┏━━

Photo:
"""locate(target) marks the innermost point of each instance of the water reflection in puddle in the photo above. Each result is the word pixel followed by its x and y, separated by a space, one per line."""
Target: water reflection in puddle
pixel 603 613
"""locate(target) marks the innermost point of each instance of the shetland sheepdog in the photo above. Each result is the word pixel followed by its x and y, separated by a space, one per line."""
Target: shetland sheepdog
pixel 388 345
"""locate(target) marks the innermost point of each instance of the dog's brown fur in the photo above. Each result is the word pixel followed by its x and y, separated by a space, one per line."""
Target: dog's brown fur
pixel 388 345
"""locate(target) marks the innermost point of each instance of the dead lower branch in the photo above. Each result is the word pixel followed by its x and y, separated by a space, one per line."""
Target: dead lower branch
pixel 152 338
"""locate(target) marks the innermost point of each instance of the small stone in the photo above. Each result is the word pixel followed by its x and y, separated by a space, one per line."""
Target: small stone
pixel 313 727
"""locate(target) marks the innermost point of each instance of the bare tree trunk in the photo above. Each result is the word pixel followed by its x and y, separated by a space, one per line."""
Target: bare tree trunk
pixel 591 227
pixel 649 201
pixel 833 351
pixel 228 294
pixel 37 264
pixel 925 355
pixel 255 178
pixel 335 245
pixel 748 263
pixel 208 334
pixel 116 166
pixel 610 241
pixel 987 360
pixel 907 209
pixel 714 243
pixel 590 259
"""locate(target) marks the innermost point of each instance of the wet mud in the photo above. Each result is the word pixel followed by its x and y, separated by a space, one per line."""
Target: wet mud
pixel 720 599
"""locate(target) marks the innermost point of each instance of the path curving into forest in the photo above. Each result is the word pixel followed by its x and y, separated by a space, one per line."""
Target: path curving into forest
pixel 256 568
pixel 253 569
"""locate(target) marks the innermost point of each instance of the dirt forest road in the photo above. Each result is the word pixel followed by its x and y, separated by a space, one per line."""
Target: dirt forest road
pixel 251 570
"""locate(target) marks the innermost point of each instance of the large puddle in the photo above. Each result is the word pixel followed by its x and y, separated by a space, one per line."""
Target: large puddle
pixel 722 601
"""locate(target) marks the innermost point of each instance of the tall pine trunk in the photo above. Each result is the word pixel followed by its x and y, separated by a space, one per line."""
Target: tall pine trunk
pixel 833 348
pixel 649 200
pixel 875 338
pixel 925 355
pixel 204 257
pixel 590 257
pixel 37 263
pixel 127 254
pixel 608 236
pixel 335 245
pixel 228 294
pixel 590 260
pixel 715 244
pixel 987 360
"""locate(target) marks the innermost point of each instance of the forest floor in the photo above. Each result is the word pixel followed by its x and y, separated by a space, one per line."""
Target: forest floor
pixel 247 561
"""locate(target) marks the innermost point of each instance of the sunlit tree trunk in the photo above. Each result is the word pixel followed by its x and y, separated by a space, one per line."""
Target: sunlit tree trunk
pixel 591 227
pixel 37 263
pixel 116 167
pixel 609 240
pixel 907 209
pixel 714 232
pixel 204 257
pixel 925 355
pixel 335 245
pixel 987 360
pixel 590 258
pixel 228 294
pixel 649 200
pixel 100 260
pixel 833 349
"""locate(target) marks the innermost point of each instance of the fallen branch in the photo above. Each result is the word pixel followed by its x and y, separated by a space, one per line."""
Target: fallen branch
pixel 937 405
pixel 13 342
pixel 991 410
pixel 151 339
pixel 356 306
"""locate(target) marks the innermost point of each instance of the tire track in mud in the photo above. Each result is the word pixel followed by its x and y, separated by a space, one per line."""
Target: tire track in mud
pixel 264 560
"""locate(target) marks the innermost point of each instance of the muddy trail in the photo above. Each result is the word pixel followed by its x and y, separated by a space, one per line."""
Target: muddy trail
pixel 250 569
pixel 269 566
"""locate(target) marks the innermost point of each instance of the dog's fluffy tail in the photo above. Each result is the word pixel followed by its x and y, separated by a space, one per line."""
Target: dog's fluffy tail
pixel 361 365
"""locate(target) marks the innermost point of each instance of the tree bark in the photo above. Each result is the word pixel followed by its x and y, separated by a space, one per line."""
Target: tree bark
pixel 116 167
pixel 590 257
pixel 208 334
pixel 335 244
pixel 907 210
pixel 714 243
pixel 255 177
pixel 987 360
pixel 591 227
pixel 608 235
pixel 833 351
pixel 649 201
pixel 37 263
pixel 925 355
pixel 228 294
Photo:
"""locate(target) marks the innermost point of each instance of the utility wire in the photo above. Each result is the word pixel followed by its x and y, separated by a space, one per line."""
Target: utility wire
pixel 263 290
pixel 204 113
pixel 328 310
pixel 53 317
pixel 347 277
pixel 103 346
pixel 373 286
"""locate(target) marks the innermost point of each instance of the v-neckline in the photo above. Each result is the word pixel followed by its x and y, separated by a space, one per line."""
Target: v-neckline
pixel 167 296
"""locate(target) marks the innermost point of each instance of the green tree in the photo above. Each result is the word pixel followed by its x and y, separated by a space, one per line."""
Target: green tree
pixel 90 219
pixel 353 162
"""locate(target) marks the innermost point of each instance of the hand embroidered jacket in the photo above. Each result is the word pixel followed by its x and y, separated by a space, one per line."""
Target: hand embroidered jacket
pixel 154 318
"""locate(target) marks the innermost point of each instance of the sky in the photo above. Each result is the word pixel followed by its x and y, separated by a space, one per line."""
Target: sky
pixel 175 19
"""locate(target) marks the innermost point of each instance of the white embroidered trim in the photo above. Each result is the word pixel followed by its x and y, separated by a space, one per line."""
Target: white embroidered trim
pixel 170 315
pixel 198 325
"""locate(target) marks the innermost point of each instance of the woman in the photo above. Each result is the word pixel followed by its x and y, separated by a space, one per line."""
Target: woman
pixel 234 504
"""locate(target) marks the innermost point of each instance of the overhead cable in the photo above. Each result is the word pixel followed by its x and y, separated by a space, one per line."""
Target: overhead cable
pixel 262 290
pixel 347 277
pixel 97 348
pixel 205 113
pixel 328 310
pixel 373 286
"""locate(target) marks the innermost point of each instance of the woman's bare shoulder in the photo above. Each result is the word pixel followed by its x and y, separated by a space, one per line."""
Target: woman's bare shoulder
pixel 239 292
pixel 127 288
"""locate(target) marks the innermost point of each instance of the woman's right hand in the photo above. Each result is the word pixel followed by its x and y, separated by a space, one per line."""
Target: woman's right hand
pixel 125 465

┗━━

### Problem to work on
The expected output is every record, repeated exactly.

### Result of the task
Photo:
"""locate(target) marks the innermost point of each instance of the water reflection in puddle in the photo above. Each result is the word pixel followed by its x and y, separated by a space, one per line."""
Target: water reflection in puddle
pixel 603 613
"""locate(target) marks the innermost point of each instance of the shetland sheepdog in the photo above. Each result is the word pixel followed by its x and y, separated by a space, one per line."""
Target: shetland sheepdog
pixel 388 345
"""locate(target) marks the innermost point of each instance of the dog's brown fur in the photo above. Each result is the word pixel followed by its x and y, separated by a space, one per line."""
Target: dog's brown fur
pixel 388 345
"""locate(target) marks the innermost point of each instance of the dead lower branch in the photo above. Each result is the word pixel followed by its x and y, separated by a space, one per line."""
Target: dead lower branch
pixel 152 338
"""locate(target) marks the innermost point of each instance of the small stone in the photo above. Each result is the word pixel followed by its x and y, separated by a space, one per line."""
Target: small stone
pixel 313 727
"""locate(target) marks the innermost point of each instance of the bare tree trunk in the photo above. Each result is the word pixel followed by its x and y, separated by a space, one per line."""
Target: bare tree trunk
pixel 591 227
pixel 649 201
pixel 833 351
pixel 228 294
pixel 37 264
pixel 925 355
pixel 255 178
pixel 335 245
pixel 748 263
pixel 208 334
pixel 116 166
pixel 610 241
pixel 987 360
pixel 907 209
pixel 714 243
pixel 590 259
"""locate(target) marks the innermost point of each instance of the wet mud in the photo above. Each result is the word pixel followed by its x and y, separated by a space, one per line."""
Target: wet mud
pixel 720 599
"""locate(target) marks the innermost point of each instance of the path curving into forest in the photo above. Each result is the word pixel followed by its x and y, separated by a space, one per line."""
Target: path curving into forest
pixel 256 568
pixel 253 569
"""locate(target) marks the innermost point of each instance of the dirt forest road in the photo above. Each result is the word pixel followed by its x and y, separated by a space, one per line."""
Target: dirt forest road
pixel 251 570
"""locate(target) marks the innermost point of each instance of the large puddle in the photo above. Each result is the word pixel followed by its x and y, separated by a space, one per line."""
Target: large puddle
pixel 722 601
"""locate(target) marks the innermost point of each instance of the tall pine trunk in the photo above. Each result is the word pixel followed by its x and y, separated by a space, one per line."""
Target: tall pine trunk
pixel 833 348
pixel 649 200
pixel 875 338
pixel 925 355
pixel 204 257
pixel 590 257
pixel 37 263
pixel 127 254
pixel 608 236
pixel 335 245
pixel 228 294
pixel 590 260
pixel 715 244
pixel 987 360
"""locate(target) marks the innermost point of each instance of the forest floor in the photo above. Each result is the word pixel followed by its x and y, separated by a space, one per line."""
Target: forest floor
pixel 247 561
"""locate(target) marks the innermost point of each instance of the sunlit tree trunk in the photo above. Each result is the word pixel followed by its x and y, separated by a space, one per line."""
Target: sunlit tree trunk
pixel 591 227
pixel 37 263
pixel 116 167
pixel 609 240
pixel 907 209
pixel 714 232
pixel 204 257
pixel 925 355
pixel 335 245
pixel 987 360
pixel 590 258
pixel 228 294
pixel 649 200
pixel 100 260
pixel 833 349
"""locate(target) marks the innermost point of each instance of the fallen branch in the photo above. Each result is the word pixel followed by its x and y, separated by a space, one per line."""
Target: fallen branch
pixel 937 405
pixel 13 342
pixel 991 410
pixel 151 339
pixel 356 306
"""locate(target) marks the innermost point of each instance of the tire track in mud in the photo above. Each result is the word pixel followed by its x and y, separated by a space, one per line."""
Target: tire track in mud
pixel 264 560
"""locate(target) marks the innermost point of each instance of the muddy trail in the photo above. Each result is the word pixel followed by its x and y, separated by a space, one per line."""
Target: muddy trail
pixel 250 569
pixel 269 566
"""locate(target) marks the innermost point of each instance of the dog's fluffy tail in the photo above. Each result is the word pixel followed by its x and y, separated by a space, one per line."""
Target: dog's fluffy tail
pixel 361 365
"""locate(target) marks the innermost point of each instance of the tree bark in the photo above. Each result is the word pixel followed by its x and y, separated by a space, one per line."""
Target: tree bark
pixel 116 167
pixel 590 257
pixel 208 334
pixel 335 244
pixel 907 210
pixel 714 243
pixel 255 177
pixel 987 360
pixel 591 227
pixel 608 235
pixel 833 351
pixel 649 201
pixel 37 263
pixel 925 355
pixel 228 294
Photo:
"""locate(target) marks the innermost point of each instance of the utility wire in the photo above. Each result is the word pixel followed by its x and y, separated by a space, one per line."""
Target: utility wire
pixel 263 290
pixel 204 113
pixel 328 310
pixel 53 317
pixel 347 277
pixel 103 346
pixel 373 286
"""locate(target) marks the innermost point of each instance of the v-neckline in the photo above. Each result is the word pixel followed by its x and y, separated by a space, one per line."""
Target: v-neckline
pixel 167 296
"""locate(target) marks the innermost point of each instance of the green tree in the photo above. Each result is the word pixel followed by its x and y, separated by a space, one per line."""
Target: green tree
pixel 90 219
pixel 353 162
"""locate(target) marks the innermost point of each instance of the hand embroidered jacket in the photo above. Each result is the word pixel followed by its x and y, separated by a space, one per line."""
Target: hand embroidered jacket
pixel 154 318
"""locate(target) marks the innermost point of each instance of the sky in the photo above. Each result is the word pixel followed by its x and y, separated by a space, one per line."""
Target: sky
pixel 175 19
"""locate(target) marks the innermost point of each instance of the white embroidered trim in the photo above. Each result is the word pixel followed by its x and y, separated by a space, one per line."""
Target: white embroidered trim
pixel 170 315
pixel 198 325
"""locate(target) marks the innermost point of each instance of the woman in the photo above. Each result is the word pixel followed by its x and y, separated by a space, one per line."""
Target: woman
pixel 234 504
"""locate(target) marks the innermost point of each instance of the overhead cable in the photo above. Each result is the word pixel followed by its x and y, separated by a space, one per line."""
Target: overhead cable
pixel 262 290
pixel 347 277
pixel 97 348
pixel 205 113
pixel 328 310
pixel 373 286
"""locate(target) marks the innermost point of each instance of the woman's bare shoulder in the photo above. Each result is the word pixel followed by its x and y, separated by a space, one per line."""
Target: woman's bare shoulder
pixel 239 292
pixel 127 288
"""locate(target) marks the innermost point of each instance of the woman's right hand in the photo above. Each result is the word pixel followed by its x and y, separated by a space, one per line."""
Target: woman's right hand
pixel 125 465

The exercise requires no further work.